↓
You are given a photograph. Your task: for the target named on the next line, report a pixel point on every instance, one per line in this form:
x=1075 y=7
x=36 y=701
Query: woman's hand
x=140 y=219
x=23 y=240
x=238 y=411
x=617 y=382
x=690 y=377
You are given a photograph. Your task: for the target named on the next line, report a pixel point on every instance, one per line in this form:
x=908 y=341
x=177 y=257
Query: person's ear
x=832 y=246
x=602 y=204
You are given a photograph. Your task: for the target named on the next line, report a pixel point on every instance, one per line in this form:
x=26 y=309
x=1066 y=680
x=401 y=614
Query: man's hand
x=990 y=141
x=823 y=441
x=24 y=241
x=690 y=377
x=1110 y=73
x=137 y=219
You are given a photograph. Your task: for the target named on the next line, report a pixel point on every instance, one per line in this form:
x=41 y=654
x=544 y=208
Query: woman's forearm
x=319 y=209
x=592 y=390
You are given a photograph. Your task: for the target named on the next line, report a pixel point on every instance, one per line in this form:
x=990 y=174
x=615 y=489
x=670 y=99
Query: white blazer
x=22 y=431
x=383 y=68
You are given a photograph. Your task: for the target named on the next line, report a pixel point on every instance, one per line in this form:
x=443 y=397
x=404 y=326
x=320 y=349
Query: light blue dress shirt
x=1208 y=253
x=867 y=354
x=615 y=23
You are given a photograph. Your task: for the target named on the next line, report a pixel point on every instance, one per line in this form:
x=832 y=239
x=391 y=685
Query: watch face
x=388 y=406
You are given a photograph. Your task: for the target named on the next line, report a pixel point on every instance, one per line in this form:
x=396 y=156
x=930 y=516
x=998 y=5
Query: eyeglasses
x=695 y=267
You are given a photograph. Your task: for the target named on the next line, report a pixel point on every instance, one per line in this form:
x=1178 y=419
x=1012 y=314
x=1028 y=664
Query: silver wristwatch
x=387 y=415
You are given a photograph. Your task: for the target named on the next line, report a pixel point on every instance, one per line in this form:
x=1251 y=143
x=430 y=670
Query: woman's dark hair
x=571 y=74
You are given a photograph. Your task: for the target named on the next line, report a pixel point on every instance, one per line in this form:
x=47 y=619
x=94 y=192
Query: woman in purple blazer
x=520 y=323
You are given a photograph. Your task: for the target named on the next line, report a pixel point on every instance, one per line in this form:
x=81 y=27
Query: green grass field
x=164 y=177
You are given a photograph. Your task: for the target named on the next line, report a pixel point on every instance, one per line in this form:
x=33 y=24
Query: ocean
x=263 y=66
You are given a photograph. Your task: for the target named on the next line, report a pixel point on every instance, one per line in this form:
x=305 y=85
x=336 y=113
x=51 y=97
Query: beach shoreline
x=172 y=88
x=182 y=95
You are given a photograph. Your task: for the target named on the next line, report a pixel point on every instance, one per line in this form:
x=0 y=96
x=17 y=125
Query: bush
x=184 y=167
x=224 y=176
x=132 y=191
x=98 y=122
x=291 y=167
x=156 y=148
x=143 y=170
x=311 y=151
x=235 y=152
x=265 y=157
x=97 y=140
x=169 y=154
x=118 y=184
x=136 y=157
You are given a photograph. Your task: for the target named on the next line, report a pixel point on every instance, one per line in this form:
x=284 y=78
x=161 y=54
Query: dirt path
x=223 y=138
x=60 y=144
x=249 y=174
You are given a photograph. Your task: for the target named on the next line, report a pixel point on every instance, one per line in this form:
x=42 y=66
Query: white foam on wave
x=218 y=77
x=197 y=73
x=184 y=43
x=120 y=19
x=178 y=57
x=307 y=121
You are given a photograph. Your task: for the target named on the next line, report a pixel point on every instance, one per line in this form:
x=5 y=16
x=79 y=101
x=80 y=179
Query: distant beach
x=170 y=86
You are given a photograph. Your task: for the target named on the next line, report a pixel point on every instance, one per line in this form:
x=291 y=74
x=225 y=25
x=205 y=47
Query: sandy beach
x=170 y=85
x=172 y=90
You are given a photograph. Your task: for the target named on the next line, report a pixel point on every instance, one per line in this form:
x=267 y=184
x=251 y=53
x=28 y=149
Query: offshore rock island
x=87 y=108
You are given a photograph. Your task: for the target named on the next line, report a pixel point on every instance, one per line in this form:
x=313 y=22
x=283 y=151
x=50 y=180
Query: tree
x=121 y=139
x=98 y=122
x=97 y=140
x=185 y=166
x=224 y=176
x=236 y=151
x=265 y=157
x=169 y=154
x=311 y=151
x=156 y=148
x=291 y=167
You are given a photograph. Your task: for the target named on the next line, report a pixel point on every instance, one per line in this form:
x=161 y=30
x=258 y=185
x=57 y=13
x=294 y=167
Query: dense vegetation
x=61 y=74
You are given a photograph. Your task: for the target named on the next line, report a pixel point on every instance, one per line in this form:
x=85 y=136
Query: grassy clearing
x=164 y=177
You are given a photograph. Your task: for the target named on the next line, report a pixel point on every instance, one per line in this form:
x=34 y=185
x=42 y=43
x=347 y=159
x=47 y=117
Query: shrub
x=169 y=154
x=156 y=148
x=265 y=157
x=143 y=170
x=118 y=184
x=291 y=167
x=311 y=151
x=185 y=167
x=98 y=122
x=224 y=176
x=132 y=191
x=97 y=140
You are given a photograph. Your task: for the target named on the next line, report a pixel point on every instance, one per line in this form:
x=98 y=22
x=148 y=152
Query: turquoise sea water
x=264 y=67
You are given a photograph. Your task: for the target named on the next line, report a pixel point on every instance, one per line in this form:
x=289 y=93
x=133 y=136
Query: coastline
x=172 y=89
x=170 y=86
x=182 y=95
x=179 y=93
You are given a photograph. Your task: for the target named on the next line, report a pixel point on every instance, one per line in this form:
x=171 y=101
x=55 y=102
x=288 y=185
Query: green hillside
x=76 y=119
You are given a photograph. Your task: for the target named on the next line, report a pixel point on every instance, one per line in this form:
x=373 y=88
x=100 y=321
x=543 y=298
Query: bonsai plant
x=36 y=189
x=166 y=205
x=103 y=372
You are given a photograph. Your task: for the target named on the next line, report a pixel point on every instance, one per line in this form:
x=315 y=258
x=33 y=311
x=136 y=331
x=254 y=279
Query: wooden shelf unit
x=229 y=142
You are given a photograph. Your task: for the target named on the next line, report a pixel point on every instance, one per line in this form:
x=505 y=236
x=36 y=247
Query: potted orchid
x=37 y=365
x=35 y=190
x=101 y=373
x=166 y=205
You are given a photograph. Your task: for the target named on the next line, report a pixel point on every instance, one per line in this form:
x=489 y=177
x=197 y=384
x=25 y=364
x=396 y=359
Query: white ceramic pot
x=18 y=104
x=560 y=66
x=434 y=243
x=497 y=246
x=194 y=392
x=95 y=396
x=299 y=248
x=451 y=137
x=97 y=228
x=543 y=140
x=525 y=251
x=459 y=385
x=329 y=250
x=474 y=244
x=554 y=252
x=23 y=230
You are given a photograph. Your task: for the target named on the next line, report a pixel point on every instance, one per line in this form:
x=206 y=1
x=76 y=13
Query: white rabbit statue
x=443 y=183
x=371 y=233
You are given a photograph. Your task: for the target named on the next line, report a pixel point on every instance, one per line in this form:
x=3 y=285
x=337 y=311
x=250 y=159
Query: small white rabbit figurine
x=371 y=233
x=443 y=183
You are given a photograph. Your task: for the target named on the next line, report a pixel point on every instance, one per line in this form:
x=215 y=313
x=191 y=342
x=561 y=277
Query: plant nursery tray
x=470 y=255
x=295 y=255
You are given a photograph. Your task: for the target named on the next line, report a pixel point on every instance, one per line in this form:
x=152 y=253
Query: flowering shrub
↑
_Exercise instructions:_ Reproduce all the entries above, swapping "pixel point" for "coordinate pair" wherever it occurs and keeping every other character the same.

_Complete response:_
You are given a photograph. Your task: for the target named on the next line, report a coordinate pair on every instance, one per line in this form:
x=1075 y=7
x=36 y=701
Query: woman's hand
x=140 y=219
x=23 y=240
x=238 y=411
x=617 y=382
x=690 y=377
You are given a photograph. Your task: for the target named on the next line, report a coordinate pair on every instance, one per line in this form:
x=908 y=341
x=177 y=257
Query: person's ear
x=832 y=246
x=602 y=204
You are given a photograph. Your task: for the target named on the next line, report a coordinate pair on every instance, one per line in this form:
x=26 y=309
x=1066 y=680
x=401 y=614
Query: man's hand
x=990 y=141
x=823 y=441
x=24 y=241
x=690 y=377
x=1110 y=73
x=137 y=219
You are given a photograph. Your task: for the target named on the next line, report a coordinate pair on every instance, one per line in this form:
x=41 y=654
x=544 y=208
Query: woman's forearm
x=319 y=209
x=592 y=390
You are given a photograph. Your task: for the target named on the next line, report a coordinate pair on every instance, one per line in this form:
x=990 y=174
x=615 y=489
x=670 y=99
Query: white blazer
x=22 y=431
x=383 y=68
You are given a photograph. Your task: for the target named on the next line, report a coordinate pair on every instance, one per line in this form:
x=443 y=397
x=404 y=326
x=320 y=349
Query: light blue dress shirt
x=1208 y=253
x=867 y=354
x=615 y=23
You are given a photograph. Your task: for the target named on the next line, report a coordinate pair on every instance, one per line in this form:
x=832 y=239
x=391 y=685
Query: watch face
x=388 y=406
You are given a photograph. Your task: for the target named on the next line, report a coordinate pair on every instance, one per line in this form:
x=396 y=156
x=930 y=516
x=998 y=5
Query: eyeglasses
x=695 y=267
You are given a photograph. Your task: for the target named on the next line, report a coordinate pair on every instance, one per line in this form:
x=1178 y=419
x=1012 y=314
x=1028 y=664
Query: silver wristwatch
x=387 y=415
You are given a photograph. Your task: for the target named on the next line, report a coordinate pair on every instance, one per line in this form:
x=1251 y=143
x=430 y=670
Query: woman's dark hair
x=571 y=74
You are given a photograph. Your task: for the target named on the next line, report a coordinate pair on every instance, one per line in this form:
x=47 y=619
x=94 y=192
Query: woman in purple blazer
x=520 y=323
You are given a photograph. Your task: for the target named on the next line, report a coordinate pair on every instance, one per line in this form:
x=81 y=27
Query: green grass field
x=164 y=177
You are given a photograph. Your task: for the target named on the next line, report a coordinate pair on every instance, one per line in this form:
x=33 y=24
Query: ocean
x=263 y=66
You are given a photograph. Your task: for the target named on the next line, report a coordinate pair on every instance, one per line in this form:
x=305 y=85
x=336 y=113
x=51 y=97
Query: beach shoreline
x=172 y=88
x=182 y=95
You are given a photograph. Your task: for the target named on the next line, report a coordinate pair on every instance, one per line in this form:
x=0 y=96
x=17 y=125
Query: bush
x=184 y=167
x=224 y=176
x=132 y=191
x=98 y=122
x=291 y=167
x=156 y=148
x=143 y=170
x=311 y=151
x=235 y=152
x=265 y=157
x=97 y=140
x=169 y=154
x=118 y=184
x=136 y=157
You are given a photograph. Your task: for the target named on the next line, report a coordinate pair on every instance, one per line in this form:
x=284 y=78
x=161 y=54
Query: dirt path
x=223 y=138
x=60 y=144
x=249 y=174
You are given a photograph. Your task: for the target named on the next line, report a coordinate pair on every instance, one per line in this form:
x=42 y=66
Query: white foam on wave
x=218 y=77
x=197 y=73
x=184 y=43
x=120 y=19
x=178 y=57
x=307 y=121
You are given a photograph. Your task: for the target named on the next line, report a coordinate pair on every instance, one per line in this form:
x=5 y=16
x=79 y=101
x=80 y=179
Query: distant beach
x=170 y=86
You are given a photograph. Your task: for the target named on the next line, report a coordinate pair on every instance, one per line in this form:
x=291 y=74
x=225 y=25
x=205 y=47
Query: sandy beach
x=170 y=85
x=172 y=90
You are given a photograph. Your task: for the target named on the next line, report a coordinate pair on every instance, one per line in this form:
x=267 y=184
x=251 y=53
x=28 y=149
Query: offshore rock island
x=87 y=108
You are given a photograph. Your task: for the target named on the next line, report a coordinate pair on every instance, one per line in this form:
x=313 y=22
x=283 y=151
x=50 y=180
Query: tree
x=121 y=139
x=98 y=122
x=97 y=140
x=185 y=166
x=224 y=176
x=236 y=151
x=265 y=157
x=169 y=154
x=311 y=151
x=156 y=148
x=291 y=167
You are given a photograph. Your task: for the target named on the next line, report a coordinate pair on every instance, one per line in this form:
x=161 y=30
x=258 y=185
x=57 y=13
x=294 y=167
Query: dense vegetation
x=61 y=74
You are given a photograph. Your task: for the target named on the next line, report a coordinate pair on every instance, one per line in this form:
x=85 y=136
Query: grassy clearing
x=164 y=177
You are given a photograph. Your task: for the target named on the next line, report a coordinate pair on every instance, one per line in this form:
x=34 y=185
x=42 y=43
x=347 y=159
x=47 y=117
Query: shrub
x=169 y=154
x=156 y=148
x=265 y=157
x=143 y=170
x=118 y=184
x=291 y=167
x=311 y=151
x=185 y=167
x=98 y=122
x=224 y=176
x=132 y=191
x=97 y=140
You are given a photograph. Your task: for the target named on the next line, report a coordinate pair on every instance, one per line in this form:
x=98 y=22
x=148 y=152
Query: turquoise sea water
x=264 y=67
You are given a photograph. Your task: for the target named on the next line, report a coordinate pair on every instance, one per line in this form:
x=289 y=93
x=133 y=136
Query: coastline
x=172 y=89
x=170 y=86
x=182 y=95
x=179 y=93
You are given a photograph. Your task: for the target named on the next line, report a coordinate pair on every instance, one per line in this form:
x=171 y=101
x=55 y=102
x=288 y=185
Query: green hillside
x=76 y=119
You are given a photograph. Your task: for the target named on the next line, report a coordinate pair on every instance, one per line in this form:
x=373 y=88
x=100 y=321
x=543 y=298
Query: bonsai plant
x=36 y=189
x=166 y=205
x=103 y=372
You are given a photograph. Your task: for the target named on the next line, report a coordinate pair on every instance, one per line in this form:
x=315 y=258
x=33 y=311
x=136 y=331
x=254 y=279
Query: wooden shelf unit
x=229 y=142
You are given a photograph. Your task: for the target named on the next line, report a coordinate pair on every instance, one per line in this form:
x=505 y=236
x=36 y=247
Query: potted orchid
x=37 y=365
x=35 y=190
x=101 y=373
x=166 y=205
You are given a photograph. Your task: for the target named on the next line, report a coordinate pair on every instance, one per line in this form:
x=489 y=177
x=197 y=384
x=25 y=364
x=396 y=359
Query: white ceramic pot
x=18 y=104
x=560 y=66
x=434 y=243
x=497 y=246
x=194 y=392
x=95 y=396
x=299 y=248
x=451 y=137
x=97 y=228
x=543 y=140
x=525 y=251
x=459 y=385
x=329 y=250
x=474 y=244
x=554 y=252
x=23 y=230
You are given a photograph. Your task: for the target named on the next line, report a coordinate pair on every instance, one per line in this form:
x=206 y=1
x=76 y=13
Query: white rabbit statue
x=443 y=183
x=371 y=233
You are given a photograph. Your task: for the target named on the next line, report a coordinate pair on every instance, one per line in this form:
x=3 y=285
x=337 y=311
x=250 y=159
Query: small white rabbit figurine
x=371 y=233
x=443 y=183
You are given a photograph. Your task: for the target named on the next line, report a coordinate pair on every instance, one per line in this form:
x=215 y=313
x=191 y=342
x=561 y=277
Query: plant nursery tray
x=470 y=255
x=295 y=255
You are given a photograph. Your task: for the target named on the next line, report a coordinate pair on every instance, one per line in this form:
x=152 y=253
Query: flowering shrub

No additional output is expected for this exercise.